Please rewrite all of the material below as a Markdown table with the columns "Row" and "Line", numbering each line in order and omitting blank lines.

Saved entries
----------

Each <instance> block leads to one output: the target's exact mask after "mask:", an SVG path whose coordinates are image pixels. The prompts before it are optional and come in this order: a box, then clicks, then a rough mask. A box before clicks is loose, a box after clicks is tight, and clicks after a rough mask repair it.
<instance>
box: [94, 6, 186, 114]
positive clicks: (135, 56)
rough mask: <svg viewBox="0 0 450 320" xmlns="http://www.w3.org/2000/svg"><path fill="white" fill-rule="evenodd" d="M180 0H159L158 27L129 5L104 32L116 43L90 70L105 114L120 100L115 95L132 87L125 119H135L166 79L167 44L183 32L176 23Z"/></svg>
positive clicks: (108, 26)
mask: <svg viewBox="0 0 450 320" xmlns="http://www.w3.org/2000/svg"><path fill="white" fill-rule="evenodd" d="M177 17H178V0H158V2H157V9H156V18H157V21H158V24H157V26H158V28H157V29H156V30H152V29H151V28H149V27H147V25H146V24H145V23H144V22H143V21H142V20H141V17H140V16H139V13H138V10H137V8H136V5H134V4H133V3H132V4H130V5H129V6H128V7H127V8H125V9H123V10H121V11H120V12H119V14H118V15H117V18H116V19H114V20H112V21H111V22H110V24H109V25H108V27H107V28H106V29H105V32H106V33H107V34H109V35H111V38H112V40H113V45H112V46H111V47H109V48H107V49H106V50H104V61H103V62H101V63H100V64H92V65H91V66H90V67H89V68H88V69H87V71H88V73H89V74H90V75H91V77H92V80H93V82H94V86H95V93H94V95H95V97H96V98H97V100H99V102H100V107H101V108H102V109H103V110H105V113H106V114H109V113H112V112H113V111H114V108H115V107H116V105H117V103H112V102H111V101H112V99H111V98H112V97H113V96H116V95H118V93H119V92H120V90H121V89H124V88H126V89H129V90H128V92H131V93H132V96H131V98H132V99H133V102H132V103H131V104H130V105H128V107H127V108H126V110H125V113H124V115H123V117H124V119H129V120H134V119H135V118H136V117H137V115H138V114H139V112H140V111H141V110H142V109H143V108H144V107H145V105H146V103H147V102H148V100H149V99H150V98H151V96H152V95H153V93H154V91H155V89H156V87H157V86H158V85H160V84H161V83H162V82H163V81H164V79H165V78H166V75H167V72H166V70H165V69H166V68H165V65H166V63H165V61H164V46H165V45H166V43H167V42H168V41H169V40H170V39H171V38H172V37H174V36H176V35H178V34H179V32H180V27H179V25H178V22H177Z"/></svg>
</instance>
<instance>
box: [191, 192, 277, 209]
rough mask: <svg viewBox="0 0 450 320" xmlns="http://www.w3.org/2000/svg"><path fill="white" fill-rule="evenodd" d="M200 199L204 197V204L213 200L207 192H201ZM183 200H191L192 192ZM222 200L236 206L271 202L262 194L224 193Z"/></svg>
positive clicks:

----------

> **Solution to the problem**
| Row | Line |
|---|---|
| 1 | Each <instance> block leads to one output: the target's exact mask after "mask:", an SVG path whose coordinates are image pixels. The prompts before it are optional and come in this order: a box, then clicks, then a rough mask. A box before clicks is loose, a box after clicks is tight, and clicks after a rough mask repair it. |
| 2 | <instance> |
| 3 | box: [94, 6, 186, 114] |
| 4 | positive clicks: (135, 56) |
| 5 | rough mask: <svg viewBox="0 0 450 320" xmlns="http://www.w3.org/2000/svg"><path fill="white" fill-rule="evenodd" d="M180 0H159L158 27L129 5L104 32L116 43L90 70L105 114L120 100L115 95L132 87L125 119H135L166 79L167 44L183 32L176 23Z"/></svg> |
| 6 | positive clicks: (108, 26) |
| 7 | mask: <svg viewBox="0 0 450 320" xmlns="http://www.w3.org/2000/svg"><path fill="white" fill-rule="evenodd" d="M177 17H178V0H158V2H157V9H156V18H157V21H158V24H157V26H158V28H157V29H156V30H152V29H151V28H149V27H147V25H146V24H145V23H144V22H143V21H142V20H141V17H140V16H139V13H138V10H137V8H136V5H134V4H133V3H132V4H130V5H129V6H128V7H127V8H125V9H123V10H121V11H120V12H119V14H118V15H117V18H116V19H114V20H112V21H111V22H110V24H109V25H108V27H107V28H106V29H105V32H106V33H107V34H109V35H111V38H112V40H113V45H112V46H111V47H109V48H107V49H106V50H104V61H103V62H101V63H100V64H92V65H91V66H90V67H89V68H88V69H87V71H88V73H89V74H90V75H91V77H92V80H93V82H94V86H95V93H94V95H95V97H96V98H97V100H99V102H100V107H101V108H102V109H103V110H105V113H106V114H109V113H112V112H113V111H114V108H115V107H116V105H117V103H112V102H111V101H112V99H111V98H112V97H113V96H116V95H118V93H119V92H120V90H121V89H124V88H126V89H129V90H128V92H131V93H132V96H131V98H132V99H133V102H132V103H131V104H130V105H128V107H127V108H126V110H125V113H124V115H123V117H124V119H129V120H134V119H135V118H136V117H137V115H138V114H139V112H140V111H141V110H142V109H143V108H144V107H145V105H146V103H147V102H148V100H149V99H150V98H151V96H152V95H153V93H154V91H155V89H156V87H157V86H158V85H160V84H161V83H162V82H163V81H164V79H165V78H166V75H167V72H166V70H165V69H166V68H165V65H166V63H165V61H164V46H165V45H166V43H167V42H168V41H169V40H170V39H171V38H172V37H174V36H176V35H178V34H179V32H180V27H179V25H178V22H177Z"/></svg> |
| 8 | </instance> |
| 9 | <instance> |
| 10 | box: [191, 192, 277, 209] |
| 11 | rough mask: <svg viewBox="0 0 450 320" xmlns="http://www.w3.org/2000/svg"><path fill="white" fill-rule="evenodd" d="M200 199L204 197V204L213 200L207 192H201ZM183 200H191L192 192ZM222 200L236 206L271 202L262 194L224 193Z"/></svg> |
| 12 | positive clicks: |